• [Stated problem A] In the post about choosing between an iMac and a Mac Pro, repeat the passage from "for the same" up to and including "or a refurb.", substituting "refurbished" for "refurb".
• [Stated problem B] According to the post about choosing between an iMac and a Mac Pro, how large is the hard drive in the Mac Pro?

• [Extract provided]
————
-
Will USB3 solve the imac’s limitations?
I currently have a 3-year-old imac that is showing its age a little bit. I edit and use Color/occasionally Motion. I’m learning Nuke. Not for broadcast so far, but could be in the future.
I can get a second-hand 8 core mac pro at pretty much half the list price. I’m really surprising myself by having doubts.
for the same money I can get a refurb i5 imac with the following advantages:
1. 27 inch screen
2. It’s faster, at least in these tests
https://www.macworld.com/reviews/product/343881/review/27inch_imac_core_i5266ghz.html
3. It has a 1TB HD compared to the mac pro’s 640GB
4. One-year warrantyIt seems to me the two main disadvantages are:
1. Lack of expandability. This is partly offset by the fact that where I live (Hong Kong) imacs have amazing resell value and sell very quickly. If I need more power/better GPU in the future I can sell it and go back to the big glass-fronted sweet shop for a new one, or a refurb.
2. I/O. The imac is limited by firewire 800.So my question is: When better I/O hits the imac, will it make the mac pro less of a necessity?
————
• [Dataset content]
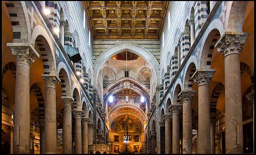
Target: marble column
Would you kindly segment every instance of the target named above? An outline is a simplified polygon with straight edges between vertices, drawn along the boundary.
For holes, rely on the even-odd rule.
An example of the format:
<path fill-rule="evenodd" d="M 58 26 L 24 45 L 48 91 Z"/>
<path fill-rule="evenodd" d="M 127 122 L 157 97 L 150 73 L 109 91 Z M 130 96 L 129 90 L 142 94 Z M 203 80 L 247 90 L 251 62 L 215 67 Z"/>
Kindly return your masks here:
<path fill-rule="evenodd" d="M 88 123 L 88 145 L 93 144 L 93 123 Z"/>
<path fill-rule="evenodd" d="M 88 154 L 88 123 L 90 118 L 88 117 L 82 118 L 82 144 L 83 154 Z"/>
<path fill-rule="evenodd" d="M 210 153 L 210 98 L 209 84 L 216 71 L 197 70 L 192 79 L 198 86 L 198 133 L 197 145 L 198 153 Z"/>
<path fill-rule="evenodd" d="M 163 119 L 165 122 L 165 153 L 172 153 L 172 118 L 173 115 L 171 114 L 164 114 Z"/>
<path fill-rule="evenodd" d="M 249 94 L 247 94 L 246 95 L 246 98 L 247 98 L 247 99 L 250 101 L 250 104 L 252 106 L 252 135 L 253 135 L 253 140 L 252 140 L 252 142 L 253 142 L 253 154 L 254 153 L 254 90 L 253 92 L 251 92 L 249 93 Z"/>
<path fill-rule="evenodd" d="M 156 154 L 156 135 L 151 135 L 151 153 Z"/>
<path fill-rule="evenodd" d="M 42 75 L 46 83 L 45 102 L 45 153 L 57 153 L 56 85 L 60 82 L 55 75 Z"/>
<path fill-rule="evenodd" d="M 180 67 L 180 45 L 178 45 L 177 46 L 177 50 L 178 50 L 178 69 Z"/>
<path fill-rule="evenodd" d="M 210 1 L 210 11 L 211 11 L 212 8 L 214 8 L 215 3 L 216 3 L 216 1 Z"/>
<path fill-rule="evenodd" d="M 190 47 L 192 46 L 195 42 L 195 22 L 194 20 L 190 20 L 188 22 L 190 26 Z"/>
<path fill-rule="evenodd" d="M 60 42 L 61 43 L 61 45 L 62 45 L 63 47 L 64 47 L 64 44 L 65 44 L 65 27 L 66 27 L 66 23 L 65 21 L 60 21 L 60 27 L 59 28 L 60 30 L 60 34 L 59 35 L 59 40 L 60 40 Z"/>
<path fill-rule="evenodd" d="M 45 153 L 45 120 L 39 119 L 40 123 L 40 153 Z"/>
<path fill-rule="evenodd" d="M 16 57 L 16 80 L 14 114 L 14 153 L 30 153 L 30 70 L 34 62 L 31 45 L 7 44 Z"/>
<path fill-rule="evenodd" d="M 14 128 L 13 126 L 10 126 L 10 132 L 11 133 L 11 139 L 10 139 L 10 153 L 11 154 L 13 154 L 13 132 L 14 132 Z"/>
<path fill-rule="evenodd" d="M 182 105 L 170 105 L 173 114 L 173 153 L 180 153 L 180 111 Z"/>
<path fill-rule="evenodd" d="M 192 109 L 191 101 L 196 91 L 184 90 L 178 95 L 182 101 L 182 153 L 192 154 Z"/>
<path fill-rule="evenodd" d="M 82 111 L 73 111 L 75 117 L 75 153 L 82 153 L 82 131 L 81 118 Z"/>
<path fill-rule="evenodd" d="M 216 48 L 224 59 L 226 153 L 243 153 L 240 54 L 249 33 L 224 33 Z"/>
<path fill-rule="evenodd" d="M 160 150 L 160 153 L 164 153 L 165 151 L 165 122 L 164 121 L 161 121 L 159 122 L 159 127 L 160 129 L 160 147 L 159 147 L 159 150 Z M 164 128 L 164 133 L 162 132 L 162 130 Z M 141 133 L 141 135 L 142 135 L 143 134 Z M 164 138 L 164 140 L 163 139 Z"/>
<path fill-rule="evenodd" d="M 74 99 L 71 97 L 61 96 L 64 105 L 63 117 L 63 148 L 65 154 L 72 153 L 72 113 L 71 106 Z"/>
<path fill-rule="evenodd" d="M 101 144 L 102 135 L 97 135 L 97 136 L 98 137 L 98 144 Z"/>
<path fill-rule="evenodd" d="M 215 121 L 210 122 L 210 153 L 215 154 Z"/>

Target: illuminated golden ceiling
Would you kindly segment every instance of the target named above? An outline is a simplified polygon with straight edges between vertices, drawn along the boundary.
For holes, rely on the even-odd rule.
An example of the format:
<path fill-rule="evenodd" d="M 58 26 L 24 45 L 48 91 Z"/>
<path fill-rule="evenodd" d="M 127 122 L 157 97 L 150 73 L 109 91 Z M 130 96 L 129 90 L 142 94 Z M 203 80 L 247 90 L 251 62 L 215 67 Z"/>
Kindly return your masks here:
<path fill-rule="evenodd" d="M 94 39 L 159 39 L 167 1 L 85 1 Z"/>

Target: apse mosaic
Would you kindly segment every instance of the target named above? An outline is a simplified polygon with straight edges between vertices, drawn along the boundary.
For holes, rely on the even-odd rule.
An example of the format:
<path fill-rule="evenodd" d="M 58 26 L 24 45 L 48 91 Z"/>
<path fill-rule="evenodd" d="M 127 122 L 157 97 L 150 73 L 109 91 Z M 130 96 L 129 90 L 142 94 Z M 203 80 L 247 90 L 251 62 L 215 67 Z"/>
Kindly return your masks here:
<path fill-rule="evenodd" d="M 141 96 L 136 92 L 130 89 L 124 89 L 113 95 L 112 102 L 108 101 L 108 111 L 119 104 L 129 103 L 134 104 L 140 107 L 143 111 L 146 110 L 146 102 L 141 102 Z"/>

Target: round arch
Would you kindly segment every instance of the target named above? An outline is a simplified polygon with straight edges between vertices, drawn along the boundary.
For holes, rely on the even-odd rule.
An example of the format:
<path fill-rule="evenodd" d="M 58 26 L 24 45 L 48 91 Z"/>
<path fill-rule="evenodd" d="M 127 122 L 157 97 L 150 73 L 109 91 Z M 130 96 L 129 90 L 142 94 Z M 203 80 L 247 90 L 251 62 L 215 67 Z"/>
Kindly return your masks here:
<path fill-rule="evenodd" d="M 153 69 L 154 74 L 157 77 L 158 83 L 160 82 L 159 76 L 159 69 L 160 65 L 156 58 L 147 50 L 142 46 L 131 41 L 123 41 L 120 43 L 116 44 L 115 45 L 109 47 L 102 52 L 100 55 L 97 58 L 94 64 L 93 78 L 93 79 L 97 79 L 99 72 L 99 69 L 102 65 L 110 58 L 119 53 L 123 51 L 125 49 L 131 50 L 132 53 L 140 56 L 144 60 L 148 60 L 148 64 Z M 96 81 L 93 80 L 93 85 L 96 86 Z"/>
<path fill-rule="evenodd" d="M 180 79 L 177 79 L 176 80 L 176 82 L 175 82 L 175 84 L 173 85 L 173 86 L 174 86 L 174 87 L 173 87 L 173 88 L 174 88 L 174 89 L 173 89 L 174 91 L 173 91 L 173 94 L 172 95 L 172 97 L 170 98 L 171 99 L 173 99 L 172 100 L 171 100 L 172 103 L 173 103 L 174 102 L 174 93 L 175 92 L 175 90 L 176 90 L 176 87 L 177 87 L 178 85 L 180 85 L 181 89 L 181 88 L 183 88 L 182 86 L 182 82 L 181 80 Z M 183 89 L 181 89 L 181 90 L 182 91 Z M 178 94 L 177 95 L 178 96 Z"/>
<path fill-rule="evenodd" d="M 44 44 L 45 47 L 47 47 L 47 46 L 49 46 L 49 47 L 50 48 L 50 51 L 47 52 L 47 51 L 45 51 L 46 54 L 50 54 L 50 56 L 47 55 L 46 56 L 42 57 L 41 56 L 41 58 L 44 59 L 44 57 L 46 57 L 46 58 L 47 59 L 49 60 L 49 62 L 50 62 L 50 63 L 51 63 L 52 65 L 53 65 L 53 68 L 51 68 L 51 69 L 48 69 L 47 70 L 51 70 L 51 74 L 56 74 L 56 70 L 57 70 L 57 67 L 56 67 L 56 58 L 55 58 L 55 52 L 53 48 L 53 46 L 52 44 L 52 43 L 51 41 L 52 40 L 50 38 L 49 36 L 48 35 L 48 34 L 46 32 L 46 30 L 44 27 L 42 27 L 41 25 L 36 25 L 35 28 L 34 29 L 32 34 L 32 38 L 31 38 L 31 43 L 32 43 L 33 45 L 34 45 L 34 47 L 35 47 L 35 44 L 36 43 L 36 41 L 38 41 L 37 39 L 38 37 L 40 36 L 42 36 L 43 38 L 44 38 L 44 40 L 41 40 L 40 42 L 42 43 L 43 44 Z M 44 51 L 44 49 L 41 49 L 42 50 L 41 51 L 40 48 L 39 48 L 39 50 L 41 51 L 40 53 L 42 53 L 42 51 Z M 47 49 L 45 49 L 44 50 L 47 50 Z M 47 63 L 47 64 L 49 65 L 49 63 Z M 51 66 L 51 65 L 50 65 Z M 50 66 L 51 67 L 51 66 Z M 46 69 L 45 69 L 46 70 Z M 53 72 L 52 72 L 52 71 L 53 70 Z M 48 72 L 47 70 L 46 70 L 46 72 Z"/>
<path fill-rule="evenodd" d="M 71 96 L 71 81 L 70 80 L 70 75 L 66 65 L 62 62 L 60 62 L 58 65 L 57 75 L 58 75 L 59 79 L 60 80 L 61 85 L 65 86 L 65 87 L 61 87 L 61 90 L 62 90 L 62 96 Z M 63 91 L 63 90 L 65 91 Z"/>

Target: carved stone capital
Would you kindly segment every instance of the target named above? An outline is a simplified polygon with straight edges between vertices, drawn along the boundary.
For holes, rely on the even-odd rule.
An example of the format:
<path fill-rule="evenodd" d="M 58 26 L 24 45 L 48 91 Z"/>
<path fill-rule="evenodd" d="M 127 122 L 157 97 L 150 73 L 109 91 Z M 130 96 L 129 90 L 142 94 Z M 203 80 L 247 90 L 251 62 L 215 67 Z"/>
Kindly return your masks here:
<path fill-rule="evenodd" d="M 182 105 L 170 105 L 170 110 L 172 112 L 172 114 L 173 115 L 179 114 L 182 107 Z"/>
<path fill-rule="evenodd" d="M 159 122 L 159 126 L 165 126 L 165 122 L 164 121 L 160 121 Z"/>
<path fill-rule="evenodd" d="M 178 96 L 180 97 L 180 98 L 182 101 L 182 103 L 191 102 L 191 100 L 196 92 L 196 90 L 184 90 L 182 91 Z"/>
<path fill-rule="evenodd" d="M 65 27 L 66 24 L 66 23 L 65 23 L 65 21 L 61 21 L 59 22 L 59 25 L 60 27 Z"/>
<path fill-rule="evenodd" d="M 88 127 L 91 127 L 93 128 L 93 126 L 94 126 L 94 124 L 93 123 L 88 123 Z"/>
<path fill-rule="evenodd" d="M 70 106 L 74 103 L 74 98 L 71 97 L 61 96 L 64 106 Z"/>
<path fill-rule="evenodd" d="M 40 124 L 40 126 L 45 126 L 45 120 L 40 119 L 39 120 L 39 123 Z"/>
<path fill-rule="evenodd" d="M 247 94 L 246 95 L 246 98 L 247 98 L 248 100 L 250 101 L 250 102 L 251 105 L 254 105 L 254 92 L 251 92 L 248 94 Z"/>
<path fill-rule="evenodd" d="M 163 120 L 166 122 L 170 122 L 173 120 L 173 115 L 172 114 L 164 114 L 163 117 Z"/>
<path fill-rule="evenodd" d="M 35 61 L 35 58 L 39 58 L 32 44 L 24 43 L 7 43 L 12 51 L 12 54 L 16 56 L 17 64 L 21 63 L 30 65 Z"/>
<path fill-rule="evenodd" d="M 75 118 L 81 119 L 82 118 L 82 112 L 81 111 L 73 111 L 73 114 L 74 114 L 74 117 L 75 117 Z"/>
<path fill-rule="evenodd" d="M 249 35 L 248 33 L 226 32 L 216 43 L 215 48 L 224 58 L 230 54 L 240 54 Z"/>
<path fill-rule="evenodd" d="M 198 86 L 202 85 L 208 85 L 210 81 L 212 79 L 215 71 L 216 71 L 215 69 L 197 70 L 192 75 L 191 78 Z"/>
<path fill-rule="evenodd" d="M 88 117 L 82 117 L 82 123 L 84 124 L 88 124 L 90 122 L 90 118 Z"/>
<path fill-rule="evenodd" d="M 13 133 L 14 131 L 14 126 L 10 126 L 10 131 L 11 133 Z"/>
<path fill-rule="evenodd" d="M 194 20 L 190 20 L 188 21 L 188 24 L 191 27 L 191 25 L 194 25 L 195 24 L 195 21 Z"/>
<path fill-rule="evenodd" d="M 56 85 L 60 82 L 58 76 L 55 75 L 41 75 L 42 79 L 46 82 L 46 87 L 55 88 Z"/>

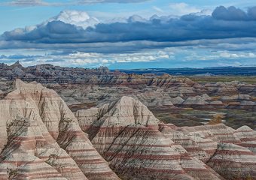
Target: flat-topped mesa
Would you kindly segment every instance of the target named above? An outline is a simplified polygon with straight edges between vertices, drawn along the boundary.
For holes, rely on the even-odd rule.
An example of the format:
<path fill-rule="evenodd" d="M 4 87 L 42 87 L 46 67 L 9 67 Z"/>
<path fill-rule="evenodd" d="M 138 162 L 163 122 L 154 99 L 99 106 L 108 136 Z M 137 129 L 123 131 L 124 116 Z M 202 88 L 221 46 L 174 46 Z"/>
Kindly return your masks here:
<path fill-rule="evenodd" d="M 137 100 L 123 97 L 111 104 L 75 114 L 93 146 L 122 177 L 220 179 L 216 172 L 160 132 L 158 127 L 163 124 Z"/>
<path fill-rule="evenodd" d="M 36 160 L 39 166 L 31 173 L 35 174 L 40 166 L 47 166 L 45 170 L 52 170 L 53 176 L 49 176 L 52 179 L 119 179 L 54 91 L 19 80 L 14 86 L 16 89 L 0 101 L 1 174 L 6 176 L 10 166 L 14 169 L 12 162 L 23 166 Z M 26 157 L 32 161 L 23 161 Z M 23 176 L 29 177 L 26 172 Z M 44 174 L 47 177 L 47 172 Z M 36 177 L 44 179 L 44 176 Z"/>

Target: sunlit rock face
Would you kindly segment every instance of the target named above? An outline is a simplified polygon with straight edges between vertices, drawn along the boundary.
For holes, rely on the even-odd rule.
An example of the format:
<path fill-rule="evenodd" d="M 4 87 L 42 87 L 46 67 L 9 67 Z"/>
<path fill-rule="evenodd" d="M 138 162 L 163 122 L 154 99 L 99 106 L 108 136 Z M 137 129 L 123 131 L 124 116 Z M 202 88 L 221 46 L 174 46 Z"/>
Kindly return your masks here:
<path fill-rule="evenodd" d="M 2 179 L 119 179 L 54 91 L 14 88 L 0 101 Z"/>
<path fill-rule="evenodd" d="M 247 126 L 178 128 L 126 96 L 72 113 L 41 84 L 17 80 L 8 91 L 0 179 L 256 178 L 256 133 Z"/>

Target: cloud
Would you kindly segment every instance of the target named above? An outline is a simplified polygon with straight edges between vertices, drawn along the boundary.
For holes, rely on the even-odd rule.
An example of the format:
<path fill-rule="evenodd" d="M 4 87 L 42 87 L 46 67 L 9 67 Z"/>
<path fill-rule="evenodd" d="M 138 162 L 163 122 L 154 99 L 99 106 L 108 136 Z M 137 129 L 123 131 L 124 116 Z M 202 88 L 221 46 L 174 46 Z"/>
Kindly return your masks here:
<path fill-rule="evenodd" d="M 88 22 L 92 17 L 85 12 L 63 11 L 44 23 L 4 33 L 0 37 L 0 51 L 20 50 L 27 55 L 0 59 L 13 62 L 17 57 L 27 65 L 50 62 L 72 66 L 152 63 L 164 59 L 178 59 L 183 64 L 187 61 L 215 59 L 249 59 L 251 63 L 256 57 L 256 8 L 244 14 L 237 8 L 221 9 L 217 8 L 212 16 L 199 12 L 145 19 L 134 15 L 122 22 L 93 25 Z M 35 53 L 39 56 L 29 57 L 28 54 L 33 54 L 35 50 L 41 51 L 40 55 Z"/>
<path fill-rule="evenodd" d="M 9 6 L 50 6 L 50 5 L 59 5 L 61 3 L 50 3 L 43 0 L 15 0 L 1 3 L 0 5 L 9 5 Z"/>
————
• [Task result A]
for the same money I can get a refurbished i5 imac with the following advantages:
1. 27 inch screen
2. It’s faster, at least in these tests
https://www.macworld.com/reviews/product/343881/review/27inch_imac_core_i5266ghz.html
3. It has a 1TB HD compared to the mac pro’s 640GB
4. One-year warrantyIt seems to me the two main disadvantages are:
1. Lack of expandability. This is partly offset by the fact that where I live (Hong Kong) imacs have amazing resell value and sell very quickly. If I need more power/better GPU in the future I can sell it and go back to the big glass-fronted sweet shop for a new one, or a refurbished.

• [Task result B] 640GB